### About this task
Write the data out again exactly and in full.

### Supplied information
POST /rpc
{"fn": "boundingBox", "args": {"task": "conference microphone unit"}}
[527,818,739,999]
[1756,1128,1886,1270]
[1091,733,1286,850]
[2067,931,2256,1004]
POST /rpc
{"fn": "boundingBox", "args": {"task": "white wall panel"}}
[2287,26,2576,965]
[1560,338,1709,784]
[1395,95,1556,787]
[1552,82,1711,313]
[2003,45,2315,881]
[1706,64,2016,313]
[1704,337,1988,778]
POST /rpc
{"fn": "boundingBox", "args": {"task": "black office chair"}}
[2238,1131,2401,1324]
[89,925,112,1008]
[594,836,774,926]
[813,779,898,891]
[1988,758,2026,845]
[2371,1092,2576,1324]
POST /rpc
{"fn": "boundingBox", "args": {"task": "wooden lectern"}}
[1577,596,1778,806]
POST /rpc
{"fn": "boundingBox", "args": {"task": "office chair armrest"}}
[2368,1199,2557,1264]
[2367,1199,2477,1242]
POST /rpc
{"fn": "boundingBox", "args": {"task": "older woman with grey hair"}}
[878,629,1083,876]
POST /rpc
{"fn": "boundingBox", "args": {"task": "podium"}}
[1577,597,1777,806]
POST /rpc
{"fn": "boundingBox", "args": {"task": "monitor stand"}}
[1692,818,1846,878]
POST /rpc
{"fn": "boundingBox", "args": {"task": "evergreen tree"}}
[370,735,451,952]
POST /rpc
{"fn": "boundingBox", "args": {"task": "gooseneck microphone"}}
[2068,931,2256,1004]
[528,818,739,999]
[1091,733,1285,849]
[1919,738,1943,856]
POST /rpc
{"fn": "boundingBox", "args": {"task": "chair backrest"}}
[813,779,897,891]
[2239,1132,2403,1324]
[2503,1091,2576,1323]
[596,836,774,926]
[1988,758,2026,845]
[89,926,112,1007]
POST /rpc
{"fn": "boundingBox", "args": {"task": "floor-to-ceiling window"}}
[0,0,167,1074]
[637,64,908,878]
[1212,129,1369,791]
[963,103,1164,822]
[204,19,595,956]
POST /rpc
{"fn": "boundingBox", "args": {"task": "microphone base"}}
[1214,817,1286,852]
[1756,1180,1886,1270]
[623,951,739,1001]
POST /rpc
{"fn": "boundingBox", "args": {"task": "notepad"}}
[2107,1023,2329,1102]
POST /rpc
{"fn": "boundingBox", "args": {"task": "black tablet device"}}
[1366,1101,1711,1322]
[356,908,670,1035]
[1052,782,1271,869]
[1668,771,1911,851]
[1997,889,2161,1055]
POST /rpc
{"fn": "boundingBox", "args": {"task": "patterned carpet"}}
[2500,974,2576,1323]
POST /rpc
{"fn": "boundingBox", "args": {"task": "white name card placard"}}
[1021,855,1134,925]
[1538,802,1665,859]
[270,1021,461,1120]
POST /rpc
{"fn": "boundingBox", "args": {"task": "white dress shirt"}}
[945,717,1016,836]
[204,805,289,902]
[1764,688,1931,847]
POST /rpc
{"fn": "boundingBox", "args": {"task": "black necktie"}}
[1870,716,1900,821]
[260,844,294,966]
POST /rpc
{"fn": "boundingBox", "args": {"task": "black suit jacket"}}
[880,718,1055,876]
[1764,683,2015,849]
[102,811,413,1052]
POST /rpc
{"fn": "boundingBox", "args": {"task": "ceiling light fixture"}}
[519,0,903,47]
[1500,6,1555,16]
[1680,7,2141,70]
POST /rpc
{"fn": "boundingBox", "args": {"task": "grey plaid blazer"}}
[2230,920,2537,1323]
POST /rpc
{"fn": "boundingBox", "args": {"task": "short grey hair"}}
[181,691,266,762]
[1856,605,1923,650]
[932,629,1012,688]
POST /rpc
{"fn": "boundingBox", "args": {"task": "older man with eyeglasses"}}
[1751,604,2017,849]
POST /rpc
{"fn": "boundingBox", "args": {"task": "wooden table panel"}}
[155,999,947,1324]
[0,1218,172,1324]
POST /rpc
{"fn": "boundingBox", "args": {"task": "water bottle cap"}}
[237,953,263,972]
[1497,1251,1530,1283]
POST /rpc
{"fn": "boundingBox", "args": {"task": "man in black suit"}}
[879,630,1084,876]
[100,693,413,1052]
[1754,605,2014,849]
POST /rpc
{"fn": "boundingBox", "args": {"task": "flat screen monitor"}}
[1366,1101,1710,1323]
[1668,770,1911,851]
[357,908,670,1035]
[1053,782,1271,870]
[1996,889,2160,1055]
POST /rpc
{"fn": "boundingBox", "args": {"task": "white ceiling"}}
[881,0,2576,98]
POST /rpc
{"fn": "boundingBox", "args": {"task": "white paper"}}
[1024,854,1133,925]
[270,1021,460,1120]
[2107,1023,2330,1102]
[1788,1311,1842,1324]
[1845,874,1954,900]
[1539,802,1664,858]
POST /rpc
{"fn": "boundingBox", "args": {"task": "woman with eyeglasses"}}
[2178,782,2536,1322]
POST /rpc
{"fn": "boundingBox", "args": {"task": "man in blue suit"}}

### Task response
POST /rpc
{"fn": "boundingBox", "args": {"task": "conference microphone unit"}}
[527,818,739,999]
[1756,1128,1886,1270]
[1091,733,1286,850]
[2067,931,2256,1004]
POST /rpc
{"fn": "boundingBox", "args": {"task": "white wall panel"}}
[2287,26,2576,965]
[1560,338,1709,784]
[1395,95,1556,787]
[1552,82,1711,313]
[2003,45,2315,881]
[1706,64,2016,313]
[1704,337,1988,778]
POST /rpc
{"fn": "boundingBox", "args": {"task": "black office chair"}}
[2238,1131,2401,1324]
[89,925,112,1008]
[594,836,774,926]
[813,779,898,891]
[1988,758,2026,845]
[2371,1092,2576,1324]
POST /rpc
{"fn": "boundingBox", "args": {"task": "wooden lectern"}}
[1577,596,1778,806]
POST /rpc
{"fn": "boundingBox", "args": {"task": "office chair armrest"}}
[2368,1199,2557,1264]
[2367,1199,2477,1242]
POST /rpc
{"fn": "boundingBox", "args": {"task": "older woman with grey hair"}}
[878,629,1083,876]
POST /rpc
{"fn": "boundingBox", "args": {"task": "podium"}}
[1577,597,1777,806]
POST /rpc
{"fn": "boundingBox", "args": {"task": "monitor stand"}}
[1692,818,1846,878]
POST /rpc
{"fn": "boundingBox", "args": {"task": "evergreen tree"}}
[370,735,451,952]
POST /rpc
{"fn": "boundingBox", "args": {"task": "gooseneck microphone"}}
[2068,931,2256,1004]
[528,818,739,999]
[1091,733,1285,849]
[1919,738,1943,856]
POST /rpc
{"fn": "boundingBox", "args": {"task": "chair backrest"}}
[813,779,897,891]
[2239,1132,2403,1324]
[2503,1091,2576,1323]
[596,836,774,926]
[1988,758,2026,845]
[89,926,112,1007]
POST /rpc
{"fn": "boundingBox", "args": {"task": "floor-to-ceiling window"}}
[0,0,167,1074]
[637,64,908,878]
[1212,129,1369,791]
[963,103,1164,822]
[204,19,595,956]
POST /rpc
{"fn": "boundingBox", "args": {"task": "microphone base"}}
[1214,817,1286,852]
[1756,1180,1886,1270]
[623,951,739,1001]
POST /rpc
{"fn": "boundingBox", "args": {"task": "notepad"}}
[2107,1023,2329,1102]
POST /rpc
{"fn": "boundingBox", "args": {"task": "black tablet device"}}
[1366,1101,1711,1322]
[356,908,670,1035]
[1052,782,1271,869]
[1668,771,1911,851]
[1997,889,2161,1055]
POST /rpc
{"fn": "boundingBox", "args": {"task": "patterned carpet"}}
[2500,974,2576,1323]
POST /rpc
{"fn": "boundingBox", "args": {"task": "white name card placard"}}
[1021,855,1134,925]
[1538,802,1665,859]
[270,1021,461,1120]
POST /rpc
{"fn": "boundingBox", "args": {"task": "white dress shirt"}}
[945,717,1016,836]
[204,805,289,902]
[1764,688,1931,847]
POST /rpc
{"fn": "boundingBox", "args": {"task": "black necktie"}}
[1870,716,1900,821]
[260,844,294,966]
POST /rpc
{"fn": "boundingBox", "args": {"task": "black suit jacket"}}
[880,718,1055,876]
[1764,683,2015,849]
[102,811,413,1052]
POST /rpc
{"fn": "boundingBox", "args": {"task": "ceiling light fixture"}}
[519,0,903,47]
[1500,6,1555,16]
[1680,7,2141,70]
POST /rpc
{"fn": "boundingBox", "args": {"task": "grey plaid blazer"}}
[2230,920,2537,1323]
POST /rpc
{"fn": "boundingBox", "args": {"task": "short grey hair"}}
[181,691,266,762]
[1856,605,1923,650]
[932,629,1012,688]
POST /rpc
{"fn": "boundingBox", "args": {"task": "older man with eyeglasses"}}
[1751,604,2017,849]
POST /rpc
{"fn": "boundingBox", "args": {"task": "wooden table panel"}}
[155,999,947,1324]
[0,1218,172,1324]
POST /rpc
{"fn": "boundingBox", "args": {"task": "water bottle cap"}}
[237,953,263,972]
[1497,1251,1530,1283]
POST /rpc
{"fn": "boundingBox", "args": {"task": "man in black suit"}}
[879,630,1084,876]
[100,693,413,1052]
[1754,605,2014,849]
POST /rpc
{"fn": "boundingBox", "args": {"task": "flat screen monitor"}}
[1366,1101,1710,1323]
[1668,770,1911,851]
[357,908,670,1035]
[1053,782,1271,870]
[1996,889,2160,1055]
POST /rpc
{"fn": "boundingBox", "args": {"task": "white ceiling"}}
[881,0,2576,98]
POST /rpc
{"fn": "boundingBox", "args": {"task": "white paper"}}
[1024,854,1133,925]
[270,1021,460,1120]
[2107,1023,2330,1102]
[1788,1311,1842,1324]
[1845,874,1954,900]
[1539,802,1664,858]
POST /rpc
{"fn": "boundingBox", "args": {"task": "woman with eyeglasses"}}
[2178,782,2536,1322]
POST /rpc
{"fn": "boundingBox", "args": {"task": "man in blue suit"}}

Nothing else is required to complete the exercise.